WHAT THE TASK REQUIRES |
Output every line of the listing, exactly and completely.

SOURCE INFORMATION |
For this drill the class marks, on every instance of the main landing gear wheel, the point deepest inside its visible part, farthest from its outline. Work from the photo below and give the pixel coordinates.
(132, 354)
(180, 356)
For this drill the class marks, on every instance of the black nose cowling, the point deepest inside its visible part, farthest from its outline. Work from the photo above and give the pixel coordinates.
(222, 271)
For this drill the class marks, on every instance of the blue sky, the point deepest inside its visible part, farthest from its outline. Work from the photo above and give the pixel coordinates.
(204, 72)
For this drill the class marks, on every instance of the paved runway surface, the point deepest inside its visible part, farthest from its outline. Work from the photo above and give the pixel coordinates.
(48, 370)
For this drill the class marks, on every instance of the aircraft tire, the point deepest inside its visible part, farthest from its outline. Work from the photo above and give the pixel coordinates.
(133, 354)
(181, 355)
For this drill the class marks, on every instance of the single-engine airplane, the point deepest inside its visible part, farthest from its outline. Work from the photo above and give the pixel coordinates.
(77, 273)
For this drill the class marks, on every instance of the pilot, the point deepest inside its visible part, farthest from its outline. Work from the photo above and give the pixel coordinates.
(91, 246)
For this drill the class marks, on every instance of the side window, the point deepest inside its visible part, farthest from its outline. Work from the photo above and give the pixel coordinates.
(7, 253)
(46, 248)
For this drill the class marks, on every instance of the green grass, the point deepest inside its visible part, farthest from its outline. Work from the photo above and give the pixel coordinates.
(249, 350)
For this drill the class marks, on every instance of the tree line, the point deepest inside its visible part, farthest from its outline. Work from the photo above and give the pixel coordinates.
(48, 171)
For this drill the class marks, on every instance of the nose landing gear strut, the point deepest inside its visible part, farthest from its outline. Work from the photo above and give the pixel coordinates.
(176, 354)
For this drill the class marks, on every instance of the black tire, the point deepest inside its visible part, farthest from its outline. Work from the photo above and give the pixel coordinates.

TASK OUTPUT |
For this drill the class marks, on every instance of the main landing gear wheel, the point deepest inside its visible part, farthest from its outline. Work from the photo below and give the pixel coordinates.
(132, 354)
(180, 356)
For this drill the class marks, on every instance of the black nose cowling, the point deepest inside its visible part, farthest from its outline. Work from the photo above and give the pixel coordinates.
(222, 271)
For this drill the class marks, on every instance of the blue sky, the point deepest inside its visible part, farthest from its outline. Work from the photo above and give the pixel coordinates.
(204, 72)
For this drill the class marks, on every instance of the paved runway surface, the point deepest inside its visible part, farthest from its outline. Work from the photo above and give the pixel coordinates.
(48, 370)
For this drill the class marks, on every instance of the aircraft tire, the point deepest inside its visible part, farthest from its outline. Work from the photo above and give the pixel coordinates.
(133, 354)
(181, 355)
For this drill the class marks, on every instance of the single-engine airplane, the point deepest inside its visible part, farthest from its outline. Work from the photo above and give the pixel coordinates.
(77, 273)
For this drill the class marks, on every instance of the pilot, the point deepest inside its visible part, farthest from its outline. Work from the photo above and give the pixel coordinates.
(91, 246)
For this drill the class marks, on every instance of the side window, the point deepest inside its visible part, farthest from its outline. Work from the photo above and give the pixel coordinates.
(7, 253)
(46, 248)
For this drill the class marks, on every instance of the green grass, the point deepest inside its visible part, farthest from its outline. Work from the photo above and give the pixel coordinates.
(249, 350)
For this drill the class marks, on every instance of the tree line, the point deepest inside its visible part, farthest from its outline. Work from the photo above and give the pixel coordinates.
(48, 171)
For this drill the class marks, on every instance of the nose landing gear strut, the point deepest inside its visible part, farthest from its outline. Work from the photo above and give the pixel coordinates.
(176, 354)
For this drill the class marks, on every instance of the black tire, the point deepest inside its visible part, farthest from its outline. Work from the photo above and give the pixel coordinates.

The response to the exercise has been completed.